* BEGIN Page excerpt *

# Dwarven Hammer



## Mourguitars (Sep 13, 2019)

Very cool pedal build to boost my 5150 pre , does the trick well..adds great sustain . The rotary switch as it goes up adds brightness 8 modes . Didn't have a JRC4558DD chip but put in a JRC4558D its kinda noisy , but ill get the DD chip or can i try different chips ? Any recommendations will be welcome ...

Went all Black on this one...

Mike



https://imgur.com/eXtnITC




https://imgur.com/atlM7K1


----------



## Barry (Sep 14, 2019)

I would try different op amps the 4558D and DD are the same


----------



## Mourguitars (Sep 14, 2019)

Barry said:


> I would try different op amps the 4558D and DD are the same




Thanks for the reply, i put in a TL072 in and it sounded pretty much the same, so back with the 4558D...put it in the loop of my noise gate and it makes me want to not use my ole T.S 's anymore..really quieted down, tighten up the low end, and added lot of clarity, sustain for days ..very cool sounding if your a boost pedal guy like me goosing a 5150.

* END Page excerpt *
* BEGIN Given information *

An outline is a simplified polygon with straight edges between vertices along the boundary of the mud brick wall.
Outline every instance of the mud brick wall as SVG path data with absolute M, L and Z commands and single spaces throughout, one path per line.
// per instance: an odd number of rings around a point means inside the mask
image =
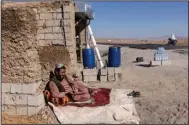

* END Given information *

§ **Short problem 1**
List each op amp chip that the forum thread names by its part number. Count each chip once.
§ **Short problem 2**
Transcribe the forum thread from "## Mourguitars (Sep 13, 2019)" down to "on this one...".
§ **Short problem 3**
Translate this sentence from the forum thread into Spanish: "I would try different op amps the 4558D and DD are the same"

§ **Correct result 1**
JRC4558DD, JRC4558D, TL072

§ **Correct result 2**
## Mourguitars (Sep 13, 2019)

Very cool pedal build to boost my 5150 pre , does the trick well..adds great sustain . The rotary switch as it goes up adds brightness 8 modes . Didn't have a JRC4558DD chip but put in a JRC4558D its kinda noisy , but ill get the DD chip or can i try different chips ? Any recommendations will be welcome ...

Went all Black on this one...

§ **Correct result 3**
Yo probaría otros amplificadores operacionales; el 4558D y el DD son iguales.